● Tâche à réaliser
Pouvez-vous continuer le récit ci-dessous de la séance du 6 février à l'Assemblée nationale, en reprenant après sa dernière phrase ?

Le 6 février : la motion du Rassemblement national est rejetée
Après des semaines de concertation, le jour J est arrivé. Lundi 6 février, les députés se retrouvent à 16 heures dans l'Hémicycle pour débuter l'examen du texte. Le ton est donné dès le début, l'ambiance est absolument électrique. Le ministre du Travail, Olivier Dussopt, est empêché de s'exprimer. En cause : les députés s'écharpent sur une question technique. Quelle motion référendaire, procédure qui vise à suspendre le parcours législatif d'un texte de loi pour le soumettre à un référendum, faut-il examiner ? Celle du Rassemblement national est tirée au sort au détriment de la motion de la Nupes, qui refuse de s'associer au parti d'extrême droite.
Dénonçant un "déni de démocratie", l'opposition de gauche fait claquer les pupitres de l'Hémicycle. Finalement, c'est bien la motion du groupe de Marine Le Pen qui est soumise au vote et rejetée, tout comme la motion de rejet préalable portée par la Nupes. Quatre heures après l'ouverture des débats, les députés peuvent (enfin) se pencher sur le fond du texte.

● Extrait de données
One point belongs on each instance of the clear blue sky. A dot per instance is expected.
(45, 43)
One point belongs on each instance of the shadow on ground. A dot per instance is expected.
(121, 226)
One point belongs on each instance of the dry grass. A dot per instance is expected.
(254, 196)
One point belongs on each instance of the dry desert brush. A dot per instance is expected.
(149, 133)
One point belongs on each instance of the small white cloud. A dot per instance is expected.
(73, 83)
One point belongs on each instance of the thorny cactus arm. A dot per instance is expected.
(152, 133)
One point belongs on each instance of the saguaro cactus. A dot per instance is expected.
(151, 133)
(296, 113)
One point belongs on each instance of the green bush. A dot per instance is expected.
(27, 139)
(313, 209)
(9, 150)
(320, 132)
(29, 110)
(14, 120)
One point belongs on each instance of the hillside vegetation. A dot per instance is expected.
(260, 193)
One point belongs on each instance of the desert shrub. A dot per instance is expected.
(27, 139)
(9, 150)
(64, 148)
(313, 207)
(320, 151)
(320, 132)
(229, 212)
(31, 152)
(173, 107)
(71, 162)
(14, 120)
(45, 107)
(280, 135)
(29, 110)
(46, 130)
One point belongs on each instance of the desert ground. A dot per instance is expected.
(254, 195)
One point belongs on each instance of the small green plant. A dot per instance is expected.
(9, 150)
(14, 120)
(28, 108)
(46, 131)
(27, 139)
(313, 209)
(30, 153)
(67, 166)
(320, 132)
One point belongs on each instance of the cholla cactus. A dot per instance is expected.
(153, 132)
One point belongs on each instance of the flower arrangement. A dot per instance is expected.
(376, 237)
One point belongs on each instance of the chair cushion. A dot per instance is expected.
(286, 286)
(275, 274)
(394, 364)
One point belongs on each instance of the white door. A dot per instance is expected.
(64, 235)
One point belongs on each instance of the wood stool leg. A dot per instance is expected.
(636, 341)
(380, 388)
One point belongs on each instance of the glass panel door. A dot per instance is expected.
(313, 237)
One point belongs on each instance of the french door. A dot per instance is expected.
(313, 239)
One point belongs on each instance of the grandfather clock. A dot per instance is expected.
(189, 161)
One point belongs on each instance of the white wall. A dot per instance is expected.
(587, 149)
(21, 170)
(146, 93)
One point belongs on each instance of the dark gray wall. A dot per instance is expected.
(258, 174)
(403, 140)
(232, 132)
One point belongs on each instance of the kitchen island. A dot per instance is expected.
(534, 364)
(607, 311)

● Résultat de la tâche
Les 10 et 13 février : des insoumis provoquent des tollés
Deux incidents témoignent de l'ambiance des débats. C'est d'abord le député insoumis Thomas Portes qui va enflammer le Palais-Bourbon vendredi 10 février. Auteur d'un tweet le montrant un pied posé sur un ballon à l'effigie du ministre du Travail, Olivier Dussopt, il refuse de s'excuser et provoque une longue interruption de séance, le temps que le bureau de l'Assemblée nationale se réunisse. L'élu de La France insoumise écope de 15 jours d'exclusion, la sanction la plus sévère, à l'instar de Grégoire de Fournas, le député du Rassemblement national puni après ses propos racistes sur les migrants.
Si la Nupes critique très fortement la sanction, elle a une attitude bien différente après les propos d'un autre député insoumis, Aurélien Saintoul, qui accuse Olivier Dussopt, lundi 13 février, d'être "un imposteur" et "un assassin", provoquant un tollé dans l'Hémicycle. Les partis de gauche se désolidarisent, le conduisant à présenter ses excuses au ministre du Travail. L'élu des Hauts-de-Seine écope d'un rappel à l'ordre.
Le 14 février : Elisabeth Borne drague Les Républicains
Pour faire voter la réforme des retraites, la majorité a besoin des voix des Républicains à l'Assemblée nationale. Afin de rallier leurs suffrages, le gouvernement opère d'abord une concession sur les carrières longues avant l'examen du texte, début février, pour contenter les cadres du parti de droite. Dans la même optique, Elisabeth Borne fait un nouveau pas vers les élus LR, mardi 14 février : "Dès lors qu'est atteint l'âge de départ anticipé, la réforme ne prévoit pas, pour les carrières longues, de durée de cotisation supérieure à 43 ans", répond la Première ministre à une question d'une députée des Républicains.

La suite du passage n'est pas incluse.